What to do: Collect all lines containing the word "panel" from the data.

START Data records

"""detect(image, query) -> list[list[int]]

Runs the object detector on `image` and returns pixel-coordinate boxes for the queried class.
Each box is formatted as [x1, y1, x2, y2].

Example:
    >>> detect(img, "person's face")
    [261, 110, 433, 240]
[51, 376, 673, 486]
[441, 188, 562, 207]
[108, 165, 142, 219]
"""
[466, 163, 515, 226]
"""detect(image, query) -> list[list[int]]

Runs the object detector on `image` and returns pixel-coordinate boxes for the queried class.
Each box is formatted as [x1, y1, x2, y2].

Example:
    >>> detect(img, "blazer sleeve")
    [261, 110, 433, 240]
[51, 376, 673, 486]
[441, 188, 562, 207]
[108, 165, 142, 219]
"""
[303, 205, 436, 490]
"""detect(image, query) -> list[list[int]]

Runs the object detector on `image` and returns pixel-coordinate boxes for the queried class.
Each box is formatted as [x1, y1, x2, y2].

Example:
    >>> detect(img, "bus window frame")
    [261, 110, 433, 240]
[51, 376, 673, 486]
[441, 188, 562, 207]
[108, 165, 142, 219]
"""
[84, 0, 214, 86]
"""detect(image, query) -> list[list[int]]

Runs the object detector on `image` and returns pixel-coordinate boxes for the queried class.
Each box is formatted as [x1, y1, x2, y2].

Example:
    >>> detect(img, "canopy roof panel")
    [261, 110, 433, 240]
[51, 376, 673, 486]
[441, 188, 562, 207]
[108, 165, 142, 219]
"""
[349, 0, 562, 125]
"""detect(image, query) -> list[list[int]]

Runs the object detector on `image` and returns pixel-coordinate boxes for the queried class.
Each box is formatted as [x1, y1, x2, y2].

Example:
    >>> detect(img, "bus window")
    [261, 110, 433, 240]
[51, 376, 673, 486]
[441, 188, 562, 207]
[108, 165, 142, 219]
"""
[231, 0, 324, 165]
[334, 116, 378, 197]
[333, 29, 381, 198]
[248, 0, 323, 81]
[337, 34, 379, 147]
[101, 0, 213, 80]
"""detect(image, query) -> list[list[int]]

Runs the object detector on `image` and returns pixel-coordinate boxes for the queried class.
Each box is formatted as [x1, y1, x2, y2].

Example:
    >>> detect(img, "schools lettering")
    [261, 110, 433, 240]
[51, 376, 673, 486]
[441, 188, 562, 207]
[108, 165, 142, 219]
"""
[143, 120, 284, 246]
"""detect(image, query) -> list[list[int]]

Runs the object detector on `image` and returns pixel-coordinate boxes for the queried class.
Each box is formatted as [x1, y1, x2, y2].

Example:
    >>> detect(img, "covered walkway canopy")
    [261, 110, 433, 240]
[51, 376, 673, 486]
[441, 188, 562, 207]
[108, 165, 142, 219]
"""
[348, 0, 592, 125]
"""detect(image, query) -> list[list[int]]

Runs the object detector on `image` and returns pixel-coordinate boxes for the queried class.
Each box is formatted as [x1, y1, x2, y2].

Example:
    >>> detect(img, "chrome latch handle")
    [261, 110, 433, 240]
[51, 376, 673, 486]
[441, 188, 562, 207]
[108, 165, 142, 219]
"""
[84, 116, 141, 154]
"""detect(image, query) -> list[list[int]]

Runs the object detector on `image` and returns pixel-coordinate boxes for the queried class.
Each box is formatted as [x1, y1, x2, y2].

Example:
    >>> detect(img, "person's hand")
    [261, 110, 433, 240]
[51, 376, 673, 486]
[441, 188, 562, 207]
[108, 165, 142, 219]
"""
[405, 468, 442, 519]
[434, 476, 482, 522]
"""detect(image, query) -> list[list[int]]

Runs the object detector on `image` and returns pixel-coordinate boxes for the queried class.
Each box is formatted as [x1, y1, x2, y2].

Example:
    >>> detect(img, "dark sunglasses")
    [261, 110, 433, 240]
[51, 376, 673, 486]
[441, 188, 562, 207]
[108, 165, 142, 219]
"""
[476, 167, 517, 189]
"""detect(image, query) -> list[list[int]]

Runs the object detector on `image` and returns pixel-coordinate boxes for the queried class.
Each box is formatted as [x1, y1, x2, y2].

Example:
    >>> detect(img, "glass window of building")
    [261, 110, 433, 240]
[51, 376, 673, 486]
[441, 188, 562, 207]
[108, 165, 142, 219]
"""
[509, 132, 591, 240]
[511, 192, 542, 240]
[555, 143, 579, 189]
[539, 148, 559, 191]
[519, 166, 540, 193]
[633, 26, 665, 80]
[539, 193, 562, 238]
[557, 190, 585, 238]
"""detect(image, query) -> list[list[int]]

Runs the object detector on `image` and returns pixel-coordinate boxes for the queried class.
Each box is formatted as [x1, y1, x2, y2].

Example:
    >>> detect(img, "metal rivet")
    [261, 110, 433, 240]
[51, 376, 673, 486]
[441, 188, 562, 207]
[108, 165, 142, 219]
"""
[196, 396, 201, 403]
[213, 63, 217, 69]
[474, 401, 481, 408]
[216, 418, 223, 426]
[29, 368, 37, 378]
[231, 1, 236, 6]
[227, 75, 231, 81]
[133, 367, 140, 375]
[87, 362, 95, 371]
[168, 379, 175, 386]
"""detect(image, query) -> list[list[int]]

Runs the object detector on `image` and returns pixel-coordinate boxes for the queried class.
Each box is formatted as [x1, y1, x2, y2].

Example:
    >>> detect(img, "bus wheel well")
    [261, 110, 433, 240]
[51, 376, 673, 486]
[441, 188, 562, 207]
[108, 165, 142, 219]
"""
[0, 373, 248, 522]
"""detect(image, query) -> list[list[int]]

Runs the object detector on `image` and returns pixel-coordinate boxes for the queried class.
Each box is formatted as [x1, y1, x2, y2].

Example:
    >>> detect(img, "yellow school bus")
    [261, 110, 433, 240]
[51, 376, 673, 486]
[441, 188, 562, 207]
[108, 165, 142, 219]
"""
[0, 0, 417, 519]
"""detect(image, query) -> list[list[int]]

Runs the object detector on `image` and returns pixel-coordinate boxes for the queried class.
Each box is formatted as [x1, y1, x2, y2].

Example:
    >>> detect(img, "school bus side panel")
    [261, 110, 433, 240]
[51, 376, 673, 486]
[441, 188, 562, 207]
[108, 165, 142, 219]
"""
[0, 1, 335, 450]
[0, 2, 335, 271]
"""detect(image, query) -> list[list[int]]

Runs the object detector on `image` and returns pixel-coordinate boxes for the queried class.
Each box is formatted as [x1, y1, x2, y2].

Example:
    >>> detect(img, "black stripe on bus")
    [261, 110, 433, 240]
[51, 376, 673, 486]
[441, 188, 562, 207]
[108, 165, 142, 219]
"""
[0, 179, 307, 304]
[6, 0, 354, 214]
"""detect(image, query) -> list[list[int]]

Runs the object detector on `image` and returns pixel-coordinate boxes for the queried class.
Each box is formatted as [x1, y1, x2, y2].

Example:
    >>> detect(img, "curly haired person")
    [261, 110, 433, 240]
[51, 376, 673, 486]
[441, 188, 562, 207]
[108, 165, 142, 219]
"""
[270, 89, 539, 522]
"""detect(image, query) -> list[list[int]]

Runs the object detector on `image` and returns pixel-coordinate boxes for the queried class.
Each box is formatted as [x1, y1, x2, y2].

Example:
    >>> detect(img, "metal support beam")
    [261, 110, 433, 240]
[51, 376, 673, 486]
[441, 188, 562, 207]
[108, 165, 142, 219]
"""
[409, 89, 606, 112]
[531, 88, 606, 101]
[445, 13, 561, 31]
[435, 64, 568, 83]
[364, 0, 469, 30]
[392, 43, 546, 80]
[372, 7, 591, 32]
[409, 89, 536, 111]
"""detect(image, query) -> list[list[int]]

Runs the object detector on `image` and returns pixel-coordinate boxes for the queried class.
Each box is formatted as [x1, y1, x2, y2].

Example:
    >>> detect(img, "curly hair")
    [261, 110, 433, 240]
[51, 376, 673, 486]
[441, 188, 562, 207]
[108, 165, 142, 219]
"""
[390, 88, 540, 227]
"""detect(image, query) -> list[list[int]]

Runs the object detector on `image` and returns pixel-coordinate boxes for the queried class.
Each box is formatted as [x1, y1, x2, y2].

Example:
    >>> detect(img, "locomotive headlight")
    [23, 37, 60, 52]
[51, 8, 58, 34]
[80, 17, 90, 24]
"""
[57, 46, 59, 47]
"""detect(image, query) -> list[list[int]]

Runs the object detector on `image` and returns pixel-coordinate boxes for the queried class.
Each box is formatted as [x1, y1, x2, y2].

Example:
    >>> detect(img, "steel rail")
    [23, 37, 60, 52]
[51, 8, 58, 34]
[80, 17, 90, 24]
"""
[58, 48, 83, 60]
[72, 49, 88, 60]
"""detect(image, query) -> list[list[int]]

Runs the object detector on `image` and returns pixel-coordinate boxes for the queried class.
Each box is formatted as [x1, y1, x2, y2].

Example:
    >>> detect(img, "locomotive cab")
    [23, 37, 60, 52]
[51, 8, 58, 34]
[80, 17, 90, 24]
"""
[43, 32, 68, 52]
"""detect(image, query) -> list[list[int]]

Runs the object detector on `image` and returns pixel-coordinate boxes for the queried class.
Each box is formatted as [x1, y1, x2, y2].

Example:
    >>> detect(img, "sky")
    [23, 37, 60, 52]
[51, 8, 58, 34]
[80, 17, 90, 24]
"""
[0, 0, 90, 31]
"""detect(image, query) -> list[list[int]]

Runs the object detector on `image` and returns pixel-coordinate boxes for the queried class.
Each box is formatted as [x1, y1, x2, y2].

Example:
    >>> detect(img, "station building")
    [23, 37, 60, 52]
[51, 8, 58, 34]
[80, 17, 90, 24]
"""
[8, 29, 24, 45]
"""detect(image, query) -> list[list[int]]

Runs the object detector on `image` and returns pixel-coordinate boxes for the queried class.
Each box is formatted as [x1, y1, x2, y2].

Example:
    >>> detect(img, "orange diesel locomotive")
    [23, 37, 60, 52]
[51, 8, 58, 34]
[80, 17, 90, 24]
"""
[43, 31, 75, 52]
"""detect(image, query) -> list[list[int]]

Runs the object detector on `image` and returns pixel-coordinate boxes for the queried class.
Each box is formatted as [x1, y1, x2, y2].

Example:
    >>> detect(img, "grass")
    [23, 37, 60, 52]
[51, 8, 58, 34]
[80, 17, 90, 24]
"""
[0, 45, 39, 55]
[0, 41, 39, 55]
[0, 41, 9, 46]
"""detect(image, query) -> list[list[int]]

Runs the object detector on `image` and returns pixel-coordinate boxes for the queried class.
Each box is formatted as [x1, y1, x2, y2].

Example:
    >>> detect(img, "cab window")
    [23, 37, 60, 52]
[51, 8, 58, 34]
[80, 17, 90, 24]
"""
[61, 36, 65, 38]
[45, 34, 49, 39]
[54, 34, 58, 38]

END Data records
START Data records

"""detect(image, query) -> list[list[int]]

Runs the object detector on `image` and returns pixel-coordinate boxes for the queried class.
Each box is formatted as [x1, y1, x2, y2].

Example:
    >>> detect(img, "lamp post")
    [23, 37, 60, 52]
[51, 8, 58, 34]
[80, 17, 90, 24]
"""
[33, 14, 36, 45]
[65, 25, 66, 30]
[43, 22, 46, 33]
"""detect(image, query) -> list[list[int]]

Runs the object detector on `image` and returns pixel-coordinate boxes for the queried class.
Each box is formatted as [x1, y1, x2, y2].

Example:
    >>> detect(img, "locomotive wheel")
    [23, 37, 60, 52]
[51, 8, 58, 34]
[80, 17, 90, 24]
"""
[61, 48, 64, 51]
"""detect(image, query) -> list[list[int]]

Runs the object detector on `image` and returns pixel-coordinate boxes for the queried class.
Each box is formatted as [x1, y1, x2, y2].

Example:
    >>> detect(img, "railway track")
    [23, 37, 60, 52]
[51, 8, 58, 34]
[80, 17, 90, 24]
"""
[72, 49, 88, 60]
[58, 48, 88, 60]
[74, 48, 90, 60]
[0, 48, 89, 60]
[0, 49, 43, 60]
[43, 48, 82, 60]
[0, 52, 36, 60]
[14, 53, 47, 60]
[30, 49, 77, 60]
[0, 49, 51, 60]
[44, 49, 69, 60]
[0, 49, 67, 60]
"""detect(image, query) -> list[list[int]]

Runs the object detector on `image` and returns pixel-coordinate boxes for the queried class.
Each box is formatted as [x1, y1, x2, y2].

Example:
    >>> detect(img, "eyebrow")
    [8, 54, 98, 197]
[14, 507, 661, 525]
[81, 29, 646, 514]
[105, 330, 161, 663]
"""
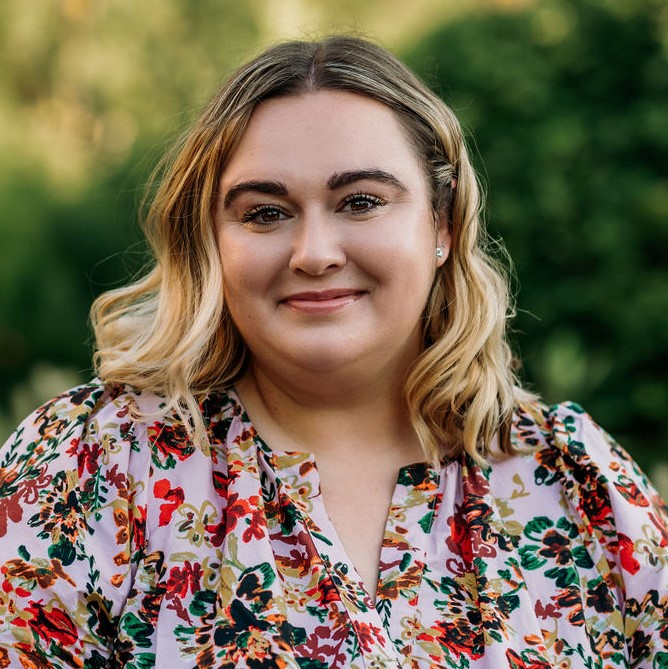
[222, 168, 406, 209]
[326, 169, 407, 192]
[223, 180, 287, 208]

END Data records

Output of the task:
    >>> detect(img, "canopy roof panel")
    >>> detect(img, "school bus side panel")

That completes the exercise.